== Work instructions ==
Transcribe the entries exactly; images are not part of the copy.

== Provided information ==

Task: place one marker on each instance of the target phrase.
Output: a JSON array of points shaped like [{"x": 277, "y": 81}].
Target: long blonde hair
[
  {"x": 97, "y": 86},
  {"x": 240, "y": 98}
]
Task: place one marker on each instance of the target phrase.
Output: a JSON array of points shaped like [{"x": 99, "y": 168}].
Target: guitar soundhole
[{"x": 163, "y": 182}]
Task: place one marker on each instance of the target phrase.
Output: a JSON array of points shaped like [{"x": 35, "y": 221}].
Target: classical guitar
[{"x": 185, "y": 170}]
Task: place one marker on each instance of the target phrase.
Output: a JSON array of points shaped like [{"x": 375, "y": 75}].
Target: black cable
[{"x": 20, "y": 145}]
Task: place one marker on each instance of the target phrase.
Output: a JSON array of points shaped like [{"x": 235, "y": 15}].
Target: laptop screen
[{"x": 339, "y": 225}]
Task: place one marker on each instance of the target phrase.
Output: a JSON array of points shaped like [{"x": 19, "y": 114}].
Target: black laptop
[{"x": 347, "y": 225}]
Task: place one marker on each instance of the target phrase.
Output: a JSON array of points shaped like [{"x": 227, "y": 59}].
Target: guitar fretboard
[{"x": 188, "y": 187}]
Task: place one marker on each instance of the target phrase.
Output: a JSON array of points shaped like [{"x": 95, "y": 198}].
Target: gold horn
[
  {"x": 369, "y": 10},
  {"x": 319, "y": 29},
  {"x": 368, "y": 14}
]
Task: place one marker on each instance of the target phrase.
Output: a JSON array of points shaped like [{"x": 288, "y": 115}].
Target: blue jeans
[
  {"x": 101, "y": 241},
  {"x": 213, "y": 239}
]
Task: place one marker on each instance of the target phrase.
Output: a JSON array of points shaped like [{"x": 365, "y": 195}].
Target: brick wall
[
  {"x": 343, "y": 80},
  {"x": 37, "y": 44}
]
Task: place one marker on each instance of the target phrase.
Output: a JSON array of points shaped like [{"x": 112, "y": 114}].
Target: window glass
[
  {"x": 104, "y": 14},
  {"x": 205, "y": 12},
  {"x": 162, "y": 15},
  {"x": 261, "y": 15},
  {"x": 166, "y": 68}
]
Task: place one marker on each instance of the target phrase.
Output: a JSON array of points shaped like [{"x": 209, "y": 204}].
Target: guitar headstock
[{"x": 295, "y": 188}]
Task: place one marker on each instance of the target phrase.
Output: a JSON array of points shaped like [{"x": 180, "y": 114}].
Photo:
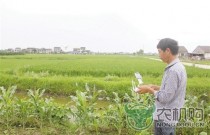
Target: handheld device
[{"x": 138, "y": 77}]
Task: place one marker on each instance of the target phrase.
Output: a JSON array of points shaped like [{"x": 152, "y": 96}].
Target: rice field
[{"x": 83, "y": 78}]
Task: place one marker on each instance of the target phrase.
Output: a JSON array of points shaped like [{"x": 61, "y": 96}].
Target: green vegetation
[
  {"x": 108, "y": 78},
  {"x": 64, "y": 74}
]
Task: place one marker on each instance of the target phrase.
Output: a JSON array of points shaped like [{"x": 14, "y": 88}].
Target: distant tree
[{"x": 140, "y": 52}]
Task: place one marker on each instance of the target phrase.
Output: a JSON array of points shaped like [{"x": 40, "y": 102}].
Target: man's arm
[{"x": 167, "y": 92}]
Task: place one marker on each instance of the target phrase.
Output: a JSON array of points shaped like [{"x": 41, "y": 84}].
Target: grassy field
[
  {"x": 64, "y": 74},
  {"x": 69, "y": 75}
]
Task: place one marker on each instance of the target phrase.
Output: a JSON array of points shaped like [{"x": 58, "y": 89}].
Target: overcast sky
[{"x": 103, "y": 25}]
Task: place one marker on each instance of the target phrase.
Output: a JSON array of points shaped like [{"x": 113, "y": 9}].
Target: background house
[
  {"x": 182, "y": 52},
  {"x": 201, "y": 52},
  {"x": 57, "y": 50}
]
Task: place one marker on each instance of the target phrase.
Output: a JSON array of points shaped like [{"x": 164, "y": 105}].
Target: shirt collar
[{"x": 172, "y": 63}]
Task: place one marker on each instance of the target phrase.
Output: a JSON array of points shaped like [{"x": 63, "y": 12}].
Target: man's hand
[
  {"x": 145, "y": 89},
  {"x": 155, "y": 87}
]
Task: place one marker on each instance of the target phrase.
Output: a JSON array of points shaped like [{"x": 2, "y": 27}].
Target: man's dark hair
[{"x": 168, "y": 43}]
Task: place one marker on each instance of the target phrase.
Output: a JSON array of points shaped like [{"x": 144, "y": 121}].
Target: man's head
[{"x": 168, "y": 49}]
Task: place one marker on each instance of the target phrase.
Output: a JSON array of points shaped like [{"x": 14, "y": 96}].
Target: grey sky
[{"x": 108, "y": 25}]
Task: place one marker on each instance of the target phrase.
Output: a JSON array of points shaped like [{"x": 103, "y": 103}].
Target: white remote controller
[{"x": 139, "y": 78}]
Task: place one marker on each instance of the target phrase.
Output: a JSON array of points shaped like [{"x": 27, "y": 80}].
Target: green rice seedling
[{"x": 7, "y": 106}]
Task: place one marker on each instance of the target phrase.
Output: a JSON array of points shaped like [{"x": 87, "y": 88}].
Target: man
[{"x": 170, "y": 96}]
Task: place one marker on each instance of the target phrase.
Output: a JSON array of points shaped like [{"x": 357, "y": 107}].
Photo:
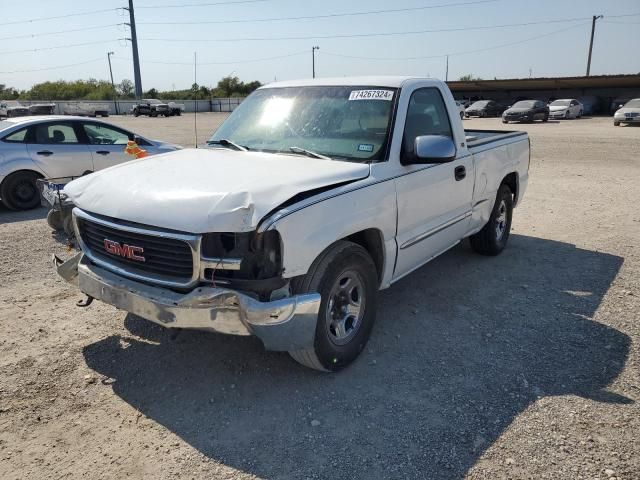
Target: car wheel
[
  {"x": 54, "y": 220},
  {"x": 493, "y": 237},
  {"x": 347, "y": 280},
  {"x": 19, "y": 191}
]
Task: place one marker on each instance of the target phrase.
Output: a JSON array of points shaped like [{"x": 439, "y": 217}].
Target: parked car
[
  {"x": 484, "y": 108},
  {"x": 629, "y": 113},
  {"x": 88, "y": 109},
  {"x": 11, "y": 108},
  {"x": 151, "y": 107},
  {"x": 526, "y": 111},
  {"x": 262, "y": 235},
  {"x": 59, "y": 146},
  {"x": 42, "y": 108},
  {"x": 175, "y": 108},
  {"x": 565, "y": 108},
  {"x": 590, "y": 104}
]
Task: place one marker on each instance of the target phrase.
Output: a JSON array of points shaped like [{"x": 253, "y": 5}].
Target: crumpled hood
[{"x": 202, "y": 190}]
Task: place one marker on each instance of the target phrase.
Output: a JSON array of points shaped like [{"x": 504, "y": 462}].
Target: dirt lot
[{"x": 520, "y": 366}]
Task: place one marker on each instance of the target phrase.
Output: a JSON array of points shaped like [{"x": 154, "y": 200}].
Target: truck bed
[{"x": 477, "y": 138}]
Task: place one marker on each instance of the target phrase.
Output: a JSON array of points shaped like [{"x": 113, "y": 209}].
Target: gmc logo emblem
[{"x": 127, "y": 251}]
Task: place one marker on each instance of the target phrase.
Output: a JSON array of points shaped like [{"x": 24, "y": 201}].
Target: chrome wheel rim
[
  {"x": 501, "y": 220},
  {"x": 345, "y": 307}
]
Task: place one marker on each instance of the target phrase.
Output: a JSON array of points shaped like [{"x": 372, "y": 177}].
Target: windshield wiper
[
  {"x": 228, "y": 143},
  {"x": 309, "y": 153}
]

== Solution to this problem ==
Task: place one marker on each instance of the target phrase.
Output: a JSON array of points shaped like [{"x": 277, "y": 81}].
Target: long blonde hair
[
  {"x": 97, "y": 86},
  {"x": 240, "y": 98}
]
Task: place one marker on each instance of the target phrase.
Output: a JSON array of points shaped like [{"x": 99, "y": 168}].
Target: guitar soundhole
[{"x": 163, "y": 182}]
Task: place one marker on each instance of the target phrase.
Output: a JSON array of points shaped like [{"x": 35, "y": 221}].
Target: classical guitar
[{"x": 185, "y": 170}]
Task: place one marker on each instance of the target phrase.
Output: a JSON array of points shaped like [{"x": 375, "y": 75}].
Target: black cable
[{"x": 20, "y": 145}]
Task: place one marker on each instance of the target phrase.
Output: a JSON array of points shaped like [{"x": 235, "y": 15}].
Target: laptop screen
[{"x": 339, "y": 225}]
Task: place one marker on each instance of the target phrase.
Output: a JSON array of points shaped like [{"x": 19, "y": 114}].
Target: black laptop
[{"x": 347, "y": 225}]
Task: place one marker on each instance of the target phrase.
Output: a JSON array of points shaped like [{"x": 227, "y": 59}].
Target: guitar fretboard
[{"x": 188, "y": 187}]
Task: place one marker on each instance of the target phrase.
Output: a JSON array of points shaped like [{"x": 95, "y": 198}].
Target: gold horn
[
  {"x": 369, "y": 10},
  {"x": 319, "y": 29},
  {"x": 368, "y": 14}
]
Task: place one marker on each instance of the target phrase.
Output: a JSON array of points shaped like [{"x": 288, "y": 115}].
Target: blue jeans
[
  {"x": 101, "y": 241},
  {"x": 213, "y": 239}
]
Task: place one marker on each instance of the target phrase.
Output: a JSON array of points shaped like [{"x": 365, "y": 195}].
Target: brick wall
[
  {"x": 343, "y": 80},
  {"x": 37, "y": 44}
]
Task: place one marker on each instance of the target phrase.
Output: a JSON array of points shaped like [{"x": 112, "y": 114}].
Target: window glass
[
  {"x": 104, "y": 14},
  {"x": 205, "y": 12},
  {"x": 162, "y": 15},
  {"x": 261, "y": 15},
  {"x": 166, "y": 68}
]
Task: place one marker on each instance of the target phrase.
Output: a JSON array of points shaped like [{"x": 209, "y": 204}].
Target: guitar headstock
[{"x": 295, "y": 188}]
Task: place one marker on each instance of the target phrase.
Output: a JSON array of points shaped like [{"x": 180, "y": 114}].
Photo:
Target: handheld device
[{"x": 138, "y": 77}]
Task: place one marker on each instance of the target phrase.
Output: a JSON array of points shaped like [{"x": 152, "y": 96}].
Target: rice field
[{"x": 83, "y": 78}]
Task: place one marker on each instance of the target phrase.
Output: a JSON array of points shaped like [{"x": 61, "y": 96}].
Target: green vegetation
[
  {"x": 108, "y": 78},
  {"x": 64, "y": 74}
]
Task: place one marker on each instance of the target phrase.
Output: a JSON array of points shaped like [{"x": 14, "y": 88}].
Target: distant tree
[{"x": 140, "y": 52}]
Task: place one marker on each instance of the target phrase.
Output: a JSON array of points shaped like [{"x": 40, "y": 102}].
Target: man's arm
[{"x": 167, "y": 92}]
Task: place one marker on each instance of the target phrase.
Output: a JSON array of points shaped like [{"x": 41, "y": 84}].
Target: grassy field
[
  {"x": 64, "y": 74},
  {"x": 69, "y": 75}
]
Task: place one marker on each instance of the target phrase.
Output: a JSON array of points shaped like [{"x": 58, "y": 89}].
Target: overcast sky
[{"x": 103, "y": 25}]
Task: place one marker on each instance of the target phrase.
Output: a JSON array of points shaped like [{"x": 113, "y": 9}].
Target: background house
[
  {"x": 182, "y": 52},
  {"x": 201, "y": 52},
  {"x": 57, "y": 50}
]
Task: place one marker on each instance of the target phrase.
Output: a JSON array of points shaped like [{"x": 164, "y": 105}].
Target: shirt collar
[{"x": 172, "y": 63}]
Task: place one marker on each instance of the target phrase.
Output: a JSON array of points shaped like [{"x": 63, "y": 12}].
Target: man's hand
[
  {"x": 145, "y": 89},
  {"x": 155, "y": 87}
]
Task: place one marker on each instance of the target phrase.
Output: a JSON array of points shaped like [{"x": 2, "y": 27}].
Target: man's dark hair
[{"x": 168, "y": 43}]
Task: place one marker on each instance of the target phrase.
Output: a JSON array of points shaped like [{"x": 144, "y": 121}].
Target: man's head
[{"x": 168, "y": 49}]
Task: place one marker on each instance of the target phrase.
Output: a JSON array of points shaped like [{"x": 14, "y": 96}].
Target: grey sky
[{"x": 108, "y": 25}]
Task: place one marker on each instance of the target phrase.
Output: a JSON array of points shaped like [{"x": 103, "y": 103}].
Target: white remote controller
[{"x": 139, "y": 78}]
Task: place one marker on each instance of the target phrase.
Output: a JSON array of points shaped like [{"x": 27, "y": 80}].
Target: green rice seedling
[{"x": 7, "y": 106}]
Task: place one marker on each instance of the target phrase.
Output: a JSON array of points shaped like [{"x": 87, "y": 88}].
Target: man
[{"x": 170, "y": 96}]
Task: place one marker on each instance of the target phrase.
Output: a JSON array of points shaped like [{"x": 357, "y": 107}].
Photo:
Target: car wheel
[
  {"x": 54, "y": 220},
  {"x": 493, "y": 237},
  {"x": 347, "y": 280},
  {"x": 19, "y": 191}
]
Task: place one marker on each instance of the target phrase.
Output: a JSON array of points shaped like [{"x": 439, "y": 217}].
Target: parked car
[
  {"x": 484, "y": 108},
  {"x": 629, "y": 113},
  {"x": 88, "y": 109},
  {"x": 11, "y": 108},
  {"x": 151, "y": 107},
  {"x": 526, "y": 111},
  {"x": 262, "y": 235},
  {"x": 59, "y": 146},
  {"x": 42, "y": 108},
  {"x": 175, "y": 108},
  {"x": 565, "y": 108},
  {"x": 590, "y": 104}
]
Task: place one marker on each instance of the target phrase.
Output: a JSON array of points shaped like [{"x": 253, "y": 5}].
Target: crumpled hood
[{"x": 202, "y": 190}]
Task: place one marker on each instance of the target phrase.
Output: a JSON array of points shaped like [{"x": 504, "y": 462}].
Target: dirt lot
[{"x": 520, "y": 366}]
Task: place one marker on each instance of the target phrase.
Output: a JSON array of points shaped like [{"x": 154, "y": 200}].
Target: truck bed
[{"x": 477, "y": 138}]
Task: place one marker on each instance of the target phrase.
Output: a JSON array of points shaped like [{"x": 113, "y": 209}].
Target: gmc logo emblem
[{"x": 127, "y": 251}]
Task: place one marker on each instance of the target phrase.
Output: a JSON array of points shaped like [{"x": 24, "y": 201}].
Target: chrome wheel rim
[
  {"x": 501, "y": 220},
  {"x": 345, "y": 307}
]
Task: place one marker on each instance of the target phrase.
Output: a JSON array of points shaped like [{"x": 372, "y": 177}].
Target: windshield wiper
[
  {"x": 228, "y": 143},
  {"x": 309, "y": 153}
]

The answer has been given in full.